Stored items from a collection
- - - -
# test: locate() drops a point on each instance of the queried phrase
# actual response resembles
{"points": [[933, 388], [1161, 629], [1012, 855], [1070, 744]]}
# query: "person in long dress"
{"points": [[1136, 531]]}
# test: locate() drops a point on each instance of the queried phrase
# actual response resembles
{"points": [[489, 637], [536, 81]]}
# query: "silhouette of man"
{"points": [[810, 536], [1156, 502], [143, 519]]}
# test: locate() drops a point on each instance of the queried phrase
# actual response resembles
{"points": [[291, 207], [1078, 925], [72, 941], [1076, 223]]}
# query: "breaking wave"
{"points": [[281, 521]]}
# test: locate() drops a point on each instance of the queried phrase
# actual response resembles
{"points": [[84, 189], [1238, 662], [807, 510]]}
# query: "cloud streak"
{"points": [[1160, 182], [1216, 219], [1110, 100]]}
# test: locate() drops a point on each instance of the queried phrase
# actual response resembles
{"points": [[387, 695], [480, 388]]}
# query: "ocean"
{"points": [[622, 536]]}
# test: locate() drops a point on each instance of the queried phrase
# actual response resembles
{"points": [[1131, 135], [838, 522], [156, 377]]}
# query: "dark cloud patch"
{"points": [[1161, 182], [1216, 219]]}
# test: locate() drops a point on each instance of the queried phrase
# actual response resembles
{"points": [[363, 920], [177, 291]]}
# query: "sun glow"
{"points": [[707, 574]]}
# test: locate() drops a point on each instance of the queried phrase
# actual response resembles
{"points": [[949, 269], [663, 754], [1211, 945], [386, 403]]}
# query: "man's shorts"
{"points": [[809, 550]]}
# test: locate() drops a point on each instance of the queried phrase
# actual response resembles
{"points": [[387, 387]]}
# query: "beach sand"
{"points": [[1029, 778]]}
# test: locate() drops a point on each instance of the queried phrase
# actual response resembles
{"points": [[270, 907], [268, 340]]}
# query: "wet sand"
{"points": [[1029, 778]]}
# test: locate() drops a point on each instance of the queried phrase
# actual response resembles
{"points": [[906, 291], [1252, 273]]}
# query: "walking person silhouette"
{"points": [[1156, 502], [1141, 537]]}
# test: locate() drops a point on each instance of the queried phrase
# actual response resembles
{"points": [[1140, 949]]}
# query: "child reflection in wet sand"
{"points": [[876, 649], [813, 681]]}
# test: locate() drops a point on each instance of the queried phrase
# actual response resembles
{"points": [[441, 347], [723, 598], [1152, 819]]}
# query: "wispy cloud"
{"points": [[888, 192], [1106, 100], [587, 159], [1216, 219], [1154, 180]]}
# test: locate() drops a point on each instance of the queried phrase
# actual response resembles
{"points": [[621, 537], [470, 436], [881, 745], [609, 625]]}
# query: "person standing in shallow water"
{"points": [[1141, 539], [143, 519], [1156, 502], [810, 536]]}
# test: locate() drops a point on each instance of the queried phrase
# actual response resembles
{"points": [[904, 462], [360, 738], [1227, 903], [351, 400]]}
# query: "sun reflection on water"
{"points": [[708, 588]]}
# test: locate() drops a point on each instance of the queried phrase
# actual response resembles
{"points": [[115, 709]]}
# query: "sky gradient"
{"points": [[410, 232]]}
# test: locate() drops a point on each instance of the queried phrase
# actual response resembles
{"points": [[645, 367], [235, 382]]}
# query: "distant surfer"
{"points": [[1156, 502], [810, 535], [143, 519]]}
- - - -
• Exercise brief:
Please set down each line of the records exactly as given.

• Exercise answer:
# test: locate() drops a point on each instance of the queried phrase
# actual response resembles
{"points": [[933, 388], [1161, 629], [1012, 855], [1070, 744]]}
# query: "person in long dress"
{"points": [[1136, 531]]}
# test: locate() drops a point on each instance of the queried phrase
# actual response resembles
{"points": [[489, 637], [536, 81]]}
# query: "silhouette of man"
{"points": [[810, 536], [1156, 502], [143, 519]]}
# test: locate() drops a point on each instance of the queried phrase
# actual response resembles
{"points": [[291, 207], [1078, 925], [72, 941], [1076, 223]]}
# query: "breaking wave"
{"points": [[281, 521]]}
# test: locate() drops a point on each instance of the queried phrase
# actual response resembles
{"points": [[84, 189], [1238, 662], [807, 510]]}
# query: "cloud streak"
{"points": [[1160, 182], [1216, 219], [1110, 100]]}
# test: locate() drops a point on each instance of the queried phrase
# actual response resembles
{"points": [[387, 695], [480, 388]]}
# query: "ocean"
{"points": [[622, 536]]}
# test: locate() drops a point on each instance of the queried phrase
# actual response resembles
{"points": [[1131, 135], [838, 522], [156, 377]]}
# query: "dark cloud patch"
{"points": [[1161, 182], [1216, 219]]}
# test: locate() drops a point on each instance of the queried phrase
# actual response resembles
{"points": [[363, 920], [177, 291]]}
# query: "sun glow"
{"points": [[707, 574]]}
# test: locate() drops a point on each instance of the queried phrase
# actual response resembles
{"points": [[949, 269], [663, 754], [1211, 945], [386, 403]]}
# query: "man's shorts"
{"points": [[809, 550]]}
# test: locate() drops a point on each instance of the queried phrase
# actual response resembles
{"points": [[387, 387]]}
# query: "beach sand"
{"points": [[1029, 778]]}
# test: locate() drops a point on each instance of the queried phrase
# actual response resembles
{"points": [[270, 907], [268, 340]]}
# query: "wet sand"
{"points": [[1029, 778]]}
# test: locate() drops a point on each instance of the queried phrase
# actual response resembles
{"points": [[906, 291], [1252, 273]]}
# query: "walking person silhouette"
{"points": [[1156, 502], [1141, 537]]}
# test: locate() drops a point on each instance of the queried phrase
# actual response resembles
{"points": [[1140, 949]]}
# query: "child reflection in wet sand"
{"points": [[876, 649], [813, 681]]}
# test: locate() drops a point on each instance of the queried phrase
# actual response resembles
{"points": [[441, 347], [723, 598], [1152, 819]]}
# query: "wispy cloud"
{"points": [[888, 192], [1106, 100], [587, 159], [1216, 219], [1154, 180]]}
# test: locate() drops a point on each instance of the queried phrase
# actual response resembles
{"points": [[621, 537], [470, 436], [881, 745], [609, 625]]}
# query: "person standing in shallow water"
{"points": [[1141, 539], [143, 519], [1156, 502], [810, 536]]}
# test: locate() drops a point on each instance of the queried phrase
# actual response resembles
{"points": [[904, 462], [360, 738], [1227, 903], [351, 400]]}
# query: "sun reflection on water"
{"points": [[708, 588]]}
# test: locate() drops a point on each instance of the queried phrase
# actual response resembles
{"points": [[115, 709]]}
# query: "sky gradient"
{"points": [[410, 232]]}
# test: locate() drops a point on each instance of the queried phrase
# actual response resembles
{"points": [[645, 367], [235, 382]]}
# query: "distant surfer"
{"points": [[1156, 502], [810, 535], [143, 519]]}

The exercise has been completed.